§ **Exercise aim**
Excluding images, repeat the data exactly as given.

§ **Given data**
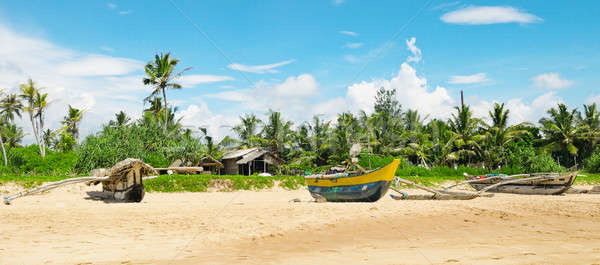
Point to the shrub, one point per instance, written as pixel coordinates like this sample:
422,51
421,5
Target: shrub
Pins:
146,142
28,160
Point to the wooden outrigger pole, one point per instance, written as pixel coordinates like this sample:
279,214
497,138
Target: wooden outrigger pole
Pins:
437,194
123,181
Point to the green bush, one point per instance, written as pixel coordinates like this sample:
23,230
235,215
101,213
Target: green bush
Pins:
542,163
27,160
592,164
146,142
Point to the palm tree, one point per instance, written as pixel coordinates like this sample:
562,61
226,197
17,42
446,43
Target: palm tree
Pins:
591,120
159,75
10,106
346,132
277,133
49,137
561,131
386,122
499,135
121,120
247,131
466,127
319,135
12,135
40,105
442,141
29,92
73,117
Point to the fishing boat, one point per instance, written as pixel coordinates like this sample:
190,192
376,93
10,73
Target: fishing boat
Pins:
367,186
531,184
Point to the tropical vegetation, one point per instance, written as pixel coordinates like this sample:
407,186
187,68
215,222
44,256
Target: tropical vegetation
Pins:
564,138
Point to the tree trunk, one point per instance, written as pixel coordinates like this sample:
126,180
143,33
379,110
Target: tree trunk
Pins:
35,133
42,142
166,110
3,151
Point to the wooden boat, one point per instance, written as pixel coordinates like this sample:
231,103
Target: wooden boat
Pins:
353,187
532,184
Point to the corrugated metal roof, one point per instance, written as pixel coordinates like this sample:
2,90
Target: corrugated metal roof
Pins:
237,153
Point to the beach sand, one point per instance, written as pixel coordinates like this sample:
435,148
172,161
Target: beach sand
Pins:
65,226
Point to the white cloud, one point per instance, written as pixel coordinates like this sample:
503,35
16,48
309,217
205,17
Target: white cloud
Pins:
469,79
593,99
533,111
416,52
349,33
445,5
550,80
412,92
353,45
304,85
351,58
101,85
107,49
259,69
199,115
294,96
193,80
483,15
99,65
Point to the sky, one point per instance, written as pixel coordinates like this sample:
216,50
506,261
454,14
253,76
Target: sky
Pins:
302,58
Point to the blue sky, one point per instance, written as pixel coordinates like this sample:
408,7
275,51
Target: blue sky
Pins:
304,57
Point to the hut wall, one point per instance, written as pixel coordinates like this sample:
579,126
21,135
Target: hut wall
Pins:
231,168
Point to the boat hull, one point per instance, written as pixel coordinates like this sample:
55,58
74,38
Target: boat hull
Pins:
546,187
367,187
369,192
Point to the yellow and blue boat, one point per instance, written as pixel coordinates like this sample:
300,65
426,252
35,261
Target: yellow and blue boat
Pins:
349,187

§ **Problem solution**
Point to the shrub, one point per instance, written as pixel coordinates like this sample:
422,51
421,5
Target: shrub
Pins:
146,142
28,160
Point to the wooden outrigger pole, one point per instance, written as pixel coordinates like this sample:
279,214
497,138
Target: wooden outrigger pole
Pins:
437,194
123,181
Point to the green bush, one point per instance, written as pixel coordinates like this sample:
23,230
235,215
101,213
Target: green bush
Pins:
542,163
27,160
592,164
146,142
Point to the palm tree, one point per instance, written as pixel coordinates like this sample:
562,61
226,197
17,42
446,43
Target: palm tree
Pins:
591,120
159,75
10,106
346,132
277,133
49,137
561,131
386,122
499,135
121,120
247,131
466,127
319,135
12,135
40,105
442,141
29,92
73,117
Point to the fishing boat, one point per instance, written as pixel coordinates like this sample:
190,192
376,93
10,73
Target: fishing boat
Pins:
367,186
531,184
Point to the tropical vegetation, one point per instance, written as pixel coordinates like this sample:
407,186
187,68
215,222
44,256
Target: tropical vegetation
Pins:
564,138
Point to the tree trunk, one point per instance, written as pixel coordinates like this sample:
126,180
143,33
379,110
Target: tree trunk
Pins:
35,133
42,142
166,110
3,151
Point to the wooden boat, one point per instance, written as pixel coordinates like this sample:
231,103
Target: wooden boat
Pins:
353,187
532,184
Point to the corrugated metal roof, one point per instance, written as pixel coordinates like this sample:
2,90
Target: corrugated metal roof
Pins:
237,153
Point to the beach sand, one point per instance, written as pixel coordinates like this sample:
435,148
172,161
Target: beach sand
Pins:
65,226
Point to the white cloud, one point per instance, written as pixel coordinates like this sample:
503,35
16,48
309,217
205,17
Target: white cloud
Pins:
469,79
593,99
533,111
416,52
349,33
445,5
550,80
412,92
353,45
304,85
351,58
101,85
107,49
259,69
199,115
294,96
193,80
483,15
99,65
Point to the sky, one point per instance, written as pixel coordinates like this sample:
216,50
506,261
454,14
253,76
Target: sky
Pins:
302,58
Point to the blue sky, one point per instance, written as pixel coordinates like this sample:
408,7
275,51
Target: blue sky
Pins:
304,57
Point to the hut wall, one point per instance, written as pixel coordinates like this sample:
579,126
21,135
Target: hut wall
Pins:
231,168
Point to the boat hull, one point per instance, written as pixel coordinates like this sample:
55,58
74,38
Target: boat hull
Pins:
546,187
367,187
369,192
Point to the yellow and blue boat, one point per instance, written as pixel coordinates like this sample:
300,65
426,252
35,261
Target: yellow and blue boat
Pins:
349,187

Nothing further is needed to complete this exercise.